Work required: At the line containing "Mark the spinning", start repeating the entries exactly, and continue through the last line.

Material provided:
-=-=-

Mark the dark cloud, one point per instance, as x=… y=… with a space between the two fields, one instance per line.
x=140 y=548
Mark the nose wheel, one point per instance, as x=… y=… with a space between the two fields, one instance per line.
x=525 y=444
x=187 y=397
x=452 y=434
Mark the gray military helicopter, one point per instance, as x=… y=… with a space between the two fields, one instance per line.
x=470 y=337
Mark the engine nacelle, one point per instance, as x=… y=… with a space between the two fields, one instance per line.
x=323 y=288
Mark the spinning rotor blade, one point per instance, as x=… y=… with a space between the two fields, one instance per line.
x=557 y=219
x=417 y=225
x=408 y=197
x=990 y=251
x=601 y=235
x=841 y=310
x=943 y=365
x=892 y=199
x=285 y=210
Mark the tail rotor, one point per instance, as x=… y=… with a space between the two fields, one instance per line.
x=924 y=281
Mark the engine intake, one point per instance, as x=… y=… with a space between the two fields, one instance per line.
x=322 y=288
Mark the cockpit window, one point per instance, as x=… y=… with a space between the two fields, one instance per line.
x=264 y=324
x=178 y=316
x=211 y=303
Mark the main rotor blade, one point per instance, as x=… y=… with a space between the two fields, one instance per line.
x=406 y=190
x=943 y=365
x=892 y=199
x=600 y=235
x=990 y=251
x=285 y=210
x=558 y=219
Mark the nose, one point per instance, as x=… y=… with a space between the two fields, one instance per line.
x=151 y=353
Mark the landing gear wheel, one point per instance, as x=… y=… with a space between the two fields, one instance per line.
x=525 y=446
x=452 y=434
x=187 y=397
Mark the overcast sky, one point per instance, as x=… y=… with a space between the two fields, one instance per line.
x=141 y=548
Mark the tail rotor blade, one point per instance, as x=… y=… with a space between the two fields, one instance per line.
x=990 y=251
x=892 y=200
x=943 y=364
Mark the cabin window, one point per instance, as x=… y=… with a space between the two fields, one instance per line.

-=-=-

Worked solution:
Mark the spinning rotor blade, one point per instance, as x=… y=… with a space between the two fields, one instance per line.
x=557 y=219
x=417 y=225
x=408 y=197
x=990 y=251
x=601 y=235
x=841 y=310
x=943 y=365
x=892 y=199
x=285 y=210
Mark the tail rotor, one point per instance, as x=… y=… with a space between the two fields, one instance per line.
x=924 y=281
Mark the engine intake, one point per instance, as x=… y=… with a space between the two fields, one instance per line.
x=322 y=288
Mark the cockpit window, one point per instance, as x=… y=… with a space between the two fields, one instance per line.
x=264 y=324
x=178 y=316
x=211 y=303
Mark the main rotor blade, one point per instance, as x=… y=… with a space between the two fields, one instance per line.
x=406 y=190
x=943 y=365
x=892 y=199
x=600 y=235
x=990 y=251
x=285 y=210
x=558 y=219
Mark the nose, one point per instance, as x=… y=… with a space between the two fields, one instance per line.
x=151 y=353
Mark the landing gear wheel, one point per instance, as x=… y=… with a space between the two fields, one instance per line.
x=525 y=446
x=452 y=434
x=187 y=397
Mark the overcast sky, one point per instance, as x=… y=… with a space between the two fields, one instance per line.
x=141 y=548
Mark the tail rotor blade, one point per instance, as x=… y=… with a space between the two fields, one instance per line.
x=990 y=251
x=892 y=200
x=943 y=364
Mark the cabin window, one point per instance, as x=… y=… with a space between the two fields, one instance per line.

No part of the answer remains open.